• [A FAZER]: Reproduza na íntegra o trecho sobre biografias que aparece abaixo, sem alterar nenhuma palavra.

• [TRECHO SELECIONADO]:
===============

Quando escrevo, não há pressão nem críticas; elas vêm depois. Na verdade, nenhum desses dois livros gerou qualquer polêmica, mas se você leu isso na Wikipedia, pode parecer que sim. O filho do Pappo reclamou publicamente, mas ele foi o primeiro a saber do que eu pretendia fazer. Ele se irritou porque conversei com a irmã de seu pai. São problemas familiares que não me dizem respeito, embora, de certa forma, façam parte da história. Com Spinetta, alguém reclamou porque não entrevistei uma ex-namorada, mas houve várias outras que agradeceram por eu não as ter entrevistado. Às vezes, criticam a ausência de determinada pessoa sem considerar que há gente que decide não participar ou colaborar. Eu sigo em frente.

Em 2013, o Brasil discutiu sobre o direito à privacidade e à liberdade de expressão, especificamente no que se refere à publicação de biografias não autorizadas. Um grupo liderado por Gilberto Gil, Caetano Veloso, Chico Buarque e Roberto Carlos defendia uma “autorização prévia” para biografias, algo como censura, mas a justiça decidiu que essas publicações não deveriam depender dessa autorização. Ainda assim, muitos jornalistas e escritores têm medo de processos em eventuais publicações. Como funciona essa questão na Argentina? É perigoso fazer biografias?

===============

• [TRECHOS DOS DADOS]:
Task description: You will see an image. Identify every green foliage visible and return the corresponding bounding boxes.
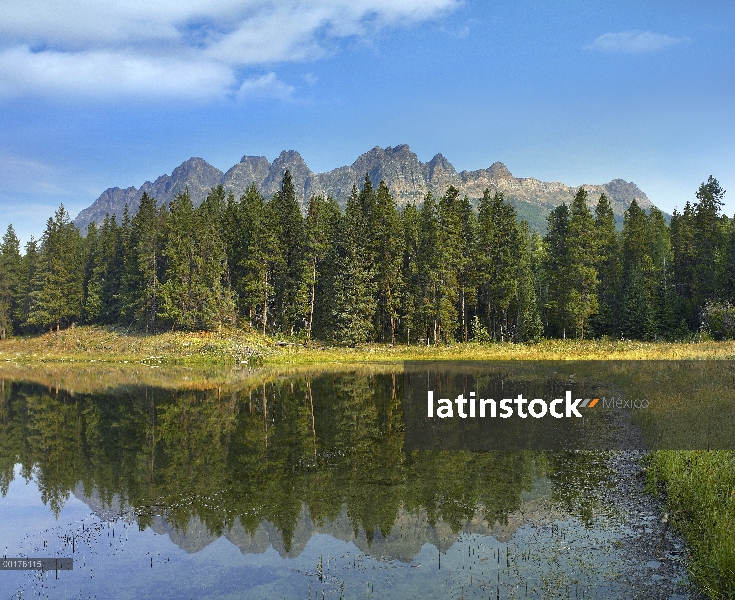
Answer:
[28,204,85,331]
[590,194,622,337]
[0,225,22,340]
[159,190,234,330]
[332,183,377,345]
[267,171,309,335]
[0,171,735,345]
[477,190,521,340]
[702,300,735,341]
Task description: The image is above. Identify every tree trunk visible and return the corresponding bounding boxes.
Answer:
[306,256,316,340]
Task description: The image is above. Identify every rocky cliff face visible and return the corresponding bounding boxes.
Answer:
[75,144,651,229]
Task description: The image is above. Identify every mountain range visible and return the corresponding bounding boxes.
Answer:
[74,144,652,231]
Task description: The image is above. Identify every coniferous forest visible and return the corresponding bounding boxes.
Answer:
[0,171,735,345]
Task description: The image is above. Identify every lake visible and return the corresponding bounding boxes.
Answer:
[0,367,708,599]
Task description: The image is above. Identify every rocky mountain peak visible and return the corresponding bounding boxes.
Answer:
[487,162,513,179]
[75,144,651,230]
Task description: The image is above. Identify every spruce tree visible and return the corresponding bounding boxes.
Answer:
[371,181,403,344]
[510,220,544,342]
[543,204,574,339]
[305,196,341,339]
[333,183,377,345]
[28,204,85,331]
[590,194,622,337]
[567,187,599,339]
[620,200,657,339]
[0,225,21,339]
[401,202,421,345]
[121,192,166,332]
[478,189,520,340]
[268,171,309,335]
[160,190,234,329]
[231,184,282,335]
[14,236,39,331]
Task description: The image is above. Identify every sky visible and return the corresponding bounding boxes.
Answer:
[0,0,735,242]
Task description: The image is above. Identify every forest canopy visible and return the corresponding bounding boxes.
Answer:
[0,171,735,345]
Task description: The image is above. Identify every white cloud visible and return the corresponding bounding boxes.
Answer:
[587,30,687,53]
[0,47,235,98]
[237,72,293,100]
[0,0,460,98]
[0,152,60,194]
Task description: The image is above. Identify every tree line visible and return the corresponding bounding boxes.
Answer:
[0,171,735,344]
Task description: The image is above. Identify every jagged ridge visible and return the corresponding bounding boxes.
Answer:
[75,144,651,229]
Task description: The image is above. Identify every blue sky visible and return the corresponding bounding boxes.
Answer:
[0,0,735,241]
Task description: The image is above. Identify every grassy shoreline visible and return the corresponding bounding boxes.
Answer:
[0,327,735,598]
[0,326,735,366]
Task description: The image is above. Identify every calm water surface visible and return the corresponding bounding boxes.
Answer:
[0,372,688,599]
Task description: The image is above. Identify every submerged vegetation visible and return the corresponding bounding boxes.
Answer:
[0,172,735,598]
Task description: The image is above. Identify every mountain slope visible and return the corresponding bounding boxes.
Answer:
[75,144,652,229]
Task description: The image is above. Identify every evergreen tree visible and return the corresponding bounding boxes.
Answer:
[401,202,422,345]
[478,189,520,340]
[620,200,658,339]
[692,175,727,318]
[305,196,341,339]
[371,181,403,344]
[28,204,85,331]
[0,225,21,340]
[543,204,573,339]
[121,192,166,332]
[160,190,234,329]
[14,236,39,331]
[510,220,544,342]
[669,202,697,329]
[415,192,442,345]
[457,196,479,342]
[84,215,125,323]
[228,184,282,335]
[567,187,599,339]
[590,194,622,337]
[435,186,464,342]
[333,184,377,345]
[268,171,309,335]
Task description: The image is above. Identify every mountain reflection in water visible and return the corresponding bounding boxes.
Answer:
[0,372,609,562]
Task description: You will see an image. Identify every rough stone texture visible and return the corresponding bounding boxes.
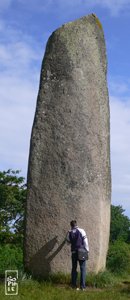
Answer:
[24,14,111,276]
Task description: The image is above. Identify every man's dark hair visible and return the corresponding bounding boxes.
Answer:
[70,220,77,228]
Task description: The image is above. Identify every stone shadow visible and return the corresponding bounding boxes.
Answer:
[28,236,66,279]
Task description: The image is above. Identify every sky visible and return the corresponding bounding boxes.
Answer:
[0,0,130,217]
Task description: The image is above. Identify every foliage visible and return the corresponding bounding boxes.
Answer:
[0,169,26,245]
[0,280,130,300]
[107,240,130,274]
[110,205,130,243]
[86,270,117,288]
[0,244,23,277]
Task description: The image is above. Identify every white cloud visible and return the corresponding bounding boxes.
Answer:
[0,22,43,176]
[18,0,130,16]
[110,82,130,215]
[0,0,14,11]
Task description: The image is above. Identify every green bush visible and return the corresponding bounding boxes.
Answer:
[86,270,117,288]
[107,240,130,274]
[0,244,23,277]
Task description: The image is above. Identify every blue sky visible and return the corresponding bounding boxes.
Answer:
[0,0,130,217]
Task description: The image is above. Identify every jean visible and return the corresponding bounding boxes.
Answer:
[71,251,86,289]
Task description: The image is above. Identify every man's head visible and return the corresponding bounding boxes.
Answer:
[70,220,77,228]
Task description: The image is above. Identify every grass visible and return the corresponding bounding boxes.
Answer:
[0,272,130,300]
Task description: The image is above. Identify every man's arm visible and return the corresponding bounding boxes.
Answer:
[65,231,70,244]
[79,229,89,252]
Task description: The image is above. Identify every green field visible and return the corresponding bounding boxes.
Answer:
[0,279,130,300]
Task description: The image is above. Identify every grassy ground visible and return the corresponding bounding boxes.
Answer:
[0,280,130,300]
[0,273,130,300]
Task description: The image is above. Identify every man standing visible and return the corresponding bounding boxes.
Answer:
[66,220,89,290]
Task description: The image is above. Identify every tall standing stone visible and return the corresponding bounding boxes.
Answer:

===============

• [RESULTADO DA TAREFA]:
Quando escrevo, não há pressão nem críticas; elas vêm depois. Na verdade, nenhum desses dois livros gerou qualquer polêmica, mas se você leu isso na Wikipedia, pode parecer que sim. O filho do Pappo reclamou publicamente, mas ele foi o primeiro a saber do que eu pretendia fazer. Ele se irritou porque conversei com a irmã de seu pai. São problemas familiares que não me dizem respeito, embora, de certa forma, façam parte da história. Com Spinetta, alguém reclamou porque não entrevistei uma ex-namorada, mas houve várias outras que agradeceram por eu não as ter entrevistado. Às vezes, criticam a ausência de determinada pessoa sem considerar que há gente que decide não participar ou colaborar. Eu sigo em frente.

Em 2013, o Brasil discutiu sobre o direito à privacidade e à liberdade de expressão, especificamente no que se refere à publicação de biografias não autorizadas. Um grupo liderado por Gilberto Gil, Caetano Veloso, Chico Buarque e Roberto Carlos defendia uma “autorização prévia” para biografias, algo como censura, mas a justiça decidiu que essas publicações não deveriam depender dessa autorização. Ainda assim, muitos jornalistas e escritores têm medo de processos em eventuais publicações. Como funciona essa questão na Argentina? É perigoso fazer biografias?